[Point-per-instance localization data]

------------

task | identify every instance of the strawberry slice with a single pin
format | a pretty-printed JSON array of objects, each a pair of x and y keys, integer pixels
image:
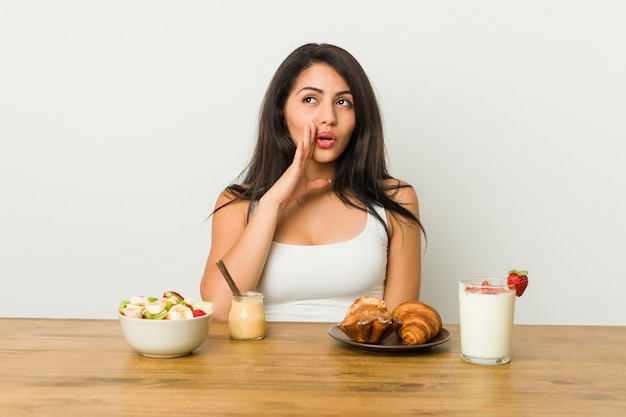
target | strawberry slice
[{"x": 518, "y": 280}]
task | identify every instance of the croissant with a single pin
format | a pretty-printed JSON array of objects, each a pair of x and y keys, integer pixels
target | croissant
[
  {"x": 368, "y": 320},
  {"x": 420, "y": 322}
]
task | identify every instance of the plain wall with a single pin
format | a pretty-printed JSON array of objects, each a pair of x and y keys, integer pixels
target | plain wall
[{"x": 121, "y": 121}]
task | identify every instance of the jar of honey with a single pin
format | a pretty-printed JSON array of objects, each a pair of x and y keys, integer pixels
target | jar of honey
[{"x": 246, "y": 320}]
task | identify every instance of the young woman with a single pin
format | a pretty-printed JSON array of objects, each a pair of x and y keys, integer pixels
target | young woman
[{"x": 317, "y": 220}]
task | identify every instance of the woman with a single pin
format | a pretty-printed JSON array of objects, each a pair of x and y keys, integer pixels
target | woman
[{"x": 317, "y": 220}]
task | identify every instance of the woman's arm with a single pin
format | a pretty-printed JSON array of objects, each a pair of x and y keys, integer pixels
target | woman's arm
[
  {"x": 243, "y": 245},
  {"x": 405, "y": 253}
]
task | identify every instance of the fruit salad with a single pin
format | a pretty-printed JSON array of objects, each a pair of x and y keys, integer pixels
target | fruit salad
[{"x": 171, "y": 306}]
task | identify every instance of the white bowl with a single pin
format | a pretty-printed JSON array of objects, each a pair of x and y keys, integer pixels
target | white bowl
[{"x": 165, "y": 338}]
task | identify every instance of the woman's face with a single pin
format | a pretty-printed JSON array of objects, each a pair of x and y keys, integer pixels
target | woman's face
[{"x": 322, "y": 97}]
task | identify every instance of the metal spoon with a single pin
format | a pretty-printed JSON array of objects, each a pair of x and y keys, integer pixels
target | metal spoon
[{"x": 229, "y": 279}]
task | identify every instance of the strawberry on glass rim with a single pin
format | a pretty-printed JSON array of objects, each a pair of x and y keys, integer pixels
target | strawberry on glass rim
[{"x": 518, "y": 280}]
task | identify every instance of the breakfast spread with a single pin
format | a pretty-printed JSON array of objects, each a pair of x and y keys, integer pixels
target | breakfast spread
[
  {"x": 171, "y": 306},
  {"x": 369, "y": 321}
]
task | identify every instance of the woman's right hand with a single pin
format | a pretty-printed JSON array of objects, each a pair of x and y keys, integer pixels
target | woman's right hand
[{"x": 294, "y": 184}]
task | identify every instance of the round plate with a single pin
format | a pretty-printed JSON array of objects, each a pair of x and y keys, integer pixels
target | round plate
[{"x": 391, "y": 343}]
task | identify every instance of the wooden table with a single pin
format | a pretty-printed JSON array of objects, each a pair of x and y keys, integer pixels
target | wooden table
[{"x": 85, "y": 368}]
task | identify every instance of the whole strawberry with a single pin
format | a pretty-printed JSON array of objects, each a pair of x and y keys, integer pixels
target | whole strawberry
[{"x": 518, "y": 280}]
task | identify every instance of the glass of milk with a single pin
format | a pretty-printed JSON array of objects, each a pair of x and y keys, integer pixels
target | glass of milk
[
  {"x": 246, "y": 320},
  {"x": 486, "y": 311}
]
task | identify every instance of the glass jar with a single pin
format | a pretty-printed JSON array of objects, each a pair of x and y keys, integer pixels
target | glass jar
[{"x": 246, "y": 320}]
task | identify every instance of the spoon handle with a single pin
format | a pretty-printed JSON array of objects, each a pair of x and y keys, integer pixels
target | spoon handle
[{"x": 229, "y": 279}]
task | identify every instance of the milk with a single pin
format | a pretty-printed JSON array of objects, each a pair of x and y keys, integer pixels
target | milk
[{"x": 486, "y": 321}]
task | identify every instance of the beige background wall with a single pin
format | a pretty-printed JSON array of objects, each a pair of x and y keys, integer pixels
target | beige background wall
[{"x": 120, "y": 121}]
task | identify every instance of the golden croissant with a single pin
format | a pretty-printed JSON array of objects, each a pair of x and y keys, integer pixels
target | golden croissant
[{"x": 420, "y": 322}]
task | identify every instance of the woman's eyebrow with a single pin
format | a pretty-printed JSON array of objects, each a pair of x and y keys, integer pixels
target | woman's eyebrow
[{"x": 320, "y": 91}]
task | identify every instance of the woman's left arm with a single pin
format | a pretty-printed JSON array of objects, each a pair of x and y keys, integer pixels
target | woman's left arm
[{"x": 404, "y": 258}]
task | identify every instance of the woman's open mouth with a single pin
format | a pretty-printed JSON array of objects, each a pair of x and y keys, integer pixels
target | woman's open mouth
[{"x": 326, "y": 140}]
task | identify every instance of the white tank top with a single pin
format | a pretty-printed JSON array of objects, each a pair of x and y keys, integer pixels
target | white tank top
[{"x": 320, "y": 282}]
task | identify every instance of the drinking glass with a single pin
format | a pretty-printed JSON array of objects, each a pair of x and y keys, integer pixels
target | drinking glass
[{"x": 486, "y": 313}]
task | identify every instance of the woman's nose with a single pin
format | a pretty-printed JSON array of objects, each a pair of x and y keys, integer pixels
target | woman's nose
[{"x": 327, "y": 115}]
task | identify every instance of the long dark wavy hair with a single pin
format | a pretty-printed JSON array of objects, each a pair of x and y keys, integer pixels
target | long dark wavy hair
[{"x": 361, "y": 169}]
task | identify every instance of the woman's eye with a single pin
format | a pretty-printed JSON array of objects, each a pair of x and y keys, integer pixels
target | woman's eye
[{"x": 344, "y": 102}]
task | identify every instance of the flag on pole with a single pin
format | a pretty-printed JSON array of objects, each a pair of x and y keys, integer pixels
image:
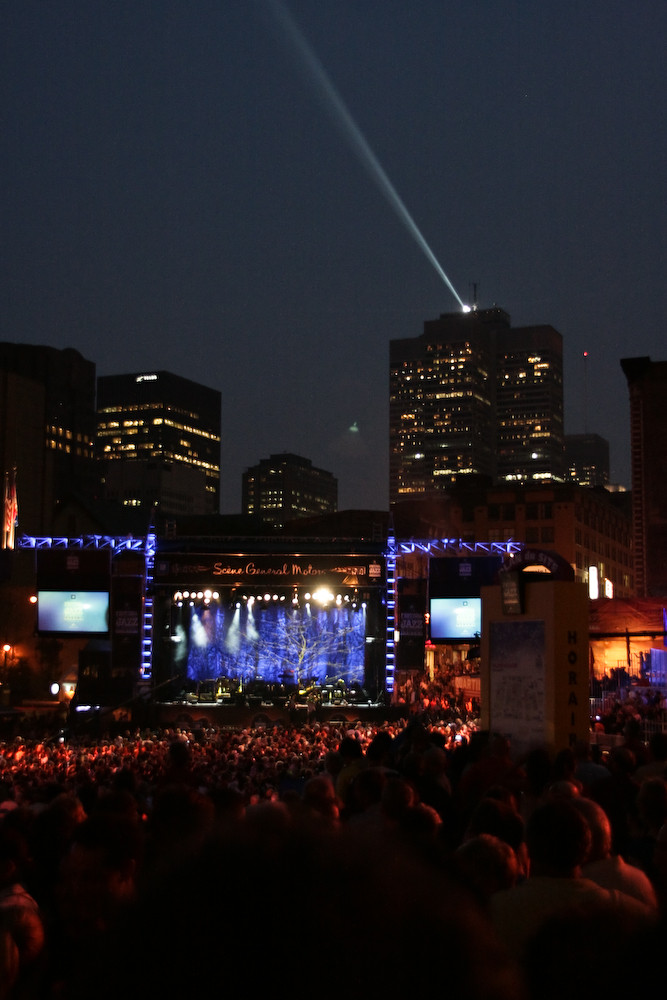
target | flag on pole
[{"x": 11, "y": 510}]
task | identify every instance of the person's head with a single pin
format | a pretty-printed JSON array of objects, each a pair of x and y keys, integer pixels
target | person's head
[
  {"x": 98, "y": 874},
  {"x": 652, "y": 803},
  {"x": 486, "y": 864},
  {"x": 599, "y": 826},
  {"x": 558, "y": 839}
]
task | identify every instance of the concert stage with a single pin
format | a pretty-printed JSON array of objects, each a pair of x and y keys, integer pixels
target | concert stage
[{"x": 200, "y": 714}]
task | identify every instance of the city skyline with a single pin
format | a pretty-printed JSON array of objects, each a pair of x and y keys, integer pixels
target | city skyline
[{"x": 179, "y": 197}]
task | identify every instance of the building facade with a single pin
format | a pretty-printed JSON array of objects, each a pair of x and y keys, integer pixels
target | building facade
[
  {"x": 529, "y": 404},
  {"x": 285, "y": 487},
  {"x": 472, "y": 396},
  {"x": 647, "y": 385},
  {"x": 587, "y": 459},
  {"x": 158, "y": 442},
  {"x": 47, "y": 429}
]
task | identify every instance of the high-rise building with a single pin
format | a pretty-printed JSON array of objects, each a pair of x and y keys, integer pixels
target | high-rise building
[
  {"x": 587, "y": 459},
  {"x": 158, "y": 438},
  {"x": 471, "y": 395},
  {"x": 442, "y": 413},
  {"x": 47, "y": 429},
  {"x": 529, "y": 404},
  {"x": 285, "y": 487},
  {"x": 647, "y": 384}
]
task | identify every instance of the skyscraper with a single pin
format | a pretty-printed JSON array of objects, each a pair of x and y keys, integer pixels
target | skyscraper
[
  {"x": 587, "y": 459},
  {"x": 647, "y": 384},
  {"x": 529, "y": 402},
  {"x": 285, "y": 487},
  {"x": 47, "y": 429},
  {"x": 471, "y": 395},
  {"x": 158, "y": 438}
]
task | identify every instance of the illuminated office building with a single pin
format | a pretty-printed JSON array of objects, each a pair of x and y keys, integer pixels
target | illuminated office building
[
  {"x": 472, "y": 396},
  {"x": 647, "y": 384},
  {"x": 529, "y": 402},
  {"x": 47, "y": 429},
  {"x": 285, "y": 487},
  {"x": 158, "y": 438},
  {"x": 587, "y": 459}
]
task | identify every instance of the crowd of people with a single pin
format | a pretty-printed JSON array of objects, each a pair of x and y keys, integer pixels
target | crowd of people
[{"x": 406, "y": 856}]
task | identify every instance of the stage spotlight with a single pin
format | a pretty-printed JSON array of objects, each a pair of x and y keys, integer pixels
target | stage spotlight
[{"x": 323, "y": 596}]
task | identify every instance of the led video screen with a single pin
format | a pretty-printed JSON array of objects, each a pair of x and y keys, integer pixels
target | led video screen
[
  {"x": 273, "y": 643},
  {"x": 74, "y": 612},
  {"x": 456, "y": 618}
]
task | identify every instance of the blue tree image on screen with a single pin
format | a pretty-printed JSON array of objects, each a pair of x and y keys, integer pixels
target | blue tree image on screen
[
  {"x": 456, "y": 617},
  {"x": 277, "y": 644}
]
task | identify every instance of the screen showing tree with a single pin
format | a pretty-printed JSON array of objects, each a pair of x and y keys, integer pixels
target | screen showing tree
[{"x": 274, "y": 643}]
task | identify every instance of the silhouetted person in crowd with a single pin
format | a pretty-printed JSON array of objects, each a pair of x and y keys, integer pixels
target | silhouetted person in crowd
[
  {"x": 558, "y": 839},
  {"x": 604, "y": 867}
]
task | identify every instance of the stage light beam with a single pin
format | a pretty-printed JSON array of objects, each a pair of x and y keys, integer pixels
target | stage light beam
[{"x": 355, "y": 136}]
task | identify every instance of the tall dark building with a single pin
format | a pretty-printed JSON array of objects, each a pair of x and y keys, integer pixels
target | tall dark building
[
  {"x": 587, "y": 459},
  {"x": 647, "y": 384},
  {"x": 47, "y": 429},
  {"x": 471, "y": 395},
  {"x": 529, "y": 404},
  {"x": 285, "y": 487},
  {"x": 158, "y": 439}
]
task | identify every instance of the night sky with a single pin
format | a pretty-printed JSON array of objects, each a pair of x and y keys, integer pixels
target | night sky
[{"x": 178, "y": 192}]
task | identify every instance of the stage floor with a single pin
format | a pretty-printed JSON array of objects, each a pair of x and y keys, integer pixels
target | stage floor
[{"x": 198, "y": 715}]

------------

Look above for the line with "target | white tank top"; quote it and every line after it, stopping after the line with "task | identify every instance of the high-rise", exactly, with nothing added and without pictures.

target | white tank top
[{"x": 320, "y": 282}]
task | identify every instance of the drinking glass with a single pin
format | a pretty-printed JSON array of objects, each a pair of x and y keys, integer pixels
target | drinking glass
[{"x": 486, "y": 313}]
task | identify every instance of the woman's nose with a single pin
format | a pretty-printed JSON array of objects, each a pair of x and y keys, integer pixels
target | woman's nose
[{"x": 327, "y": 115}]
task | identify every instance of the long dark wavy hair with a single pin
format | a pretty-printed JSON array of objects, each a pair of x and y keys, integer pixels
target | long dark wavy hair
[{"x": 361, "y": 169}]
task | identify every instance of the woman's eye with a single pin
format | a pretty-printed JSON array of objects, each a pair of x and y keys, integer pixels
target | woman's eye
[{"x": 344, "y": 102}]
task | identify every instance of the flag on pole with a single pin
format | a pretty-printed JSON array of objects, each a pair of x and y keys, integer pixels
image:
target | flag on pole
[{"x": 11, "y": 510}]
task | identify every instance of the person's head with a single pin
format | a pretty-printed JSON array of objects, each a pair of x and y keys, integer pixels
target | person's head
[
  {"x": 98, "y": 874},
  {"x": 652, "y": 803},
  {"x": 486, "y": 864},
  {"x": 599, "y": 826},
  {"x": 558, "y": 839}
]
task | identify every instance of the concert stage with a single pin
format | a pretty-printed JSON array of objects, each a pair of x and y keys, integer pixels
target | concert stage
[{"x": 200, "y": 714}]
task | identify every instance of the city skyline with a single pin
format | a pretty-printed JSON array of objects, each a pair of x and y keys, integer pixels
target | city skyline
[{"x": 179, "y": 197}]
task | identify every instance of the building facade with a single pin
format | a pretty-printed JSON array of objects, each a pair of x and y keys, integer pixels
target | building facade
[
  {"x": 529, "y": 404},
  {"x": 285, "y": 487},
  {"x": 472, "y": 396},
  {"x": 647, "y": 385},
  {"x": 587, "y": 459},
  {"x": 158, "y": 442},
  {"x": 47, "y": 429}
]
task | identify every instance of the high-rise building with a single pin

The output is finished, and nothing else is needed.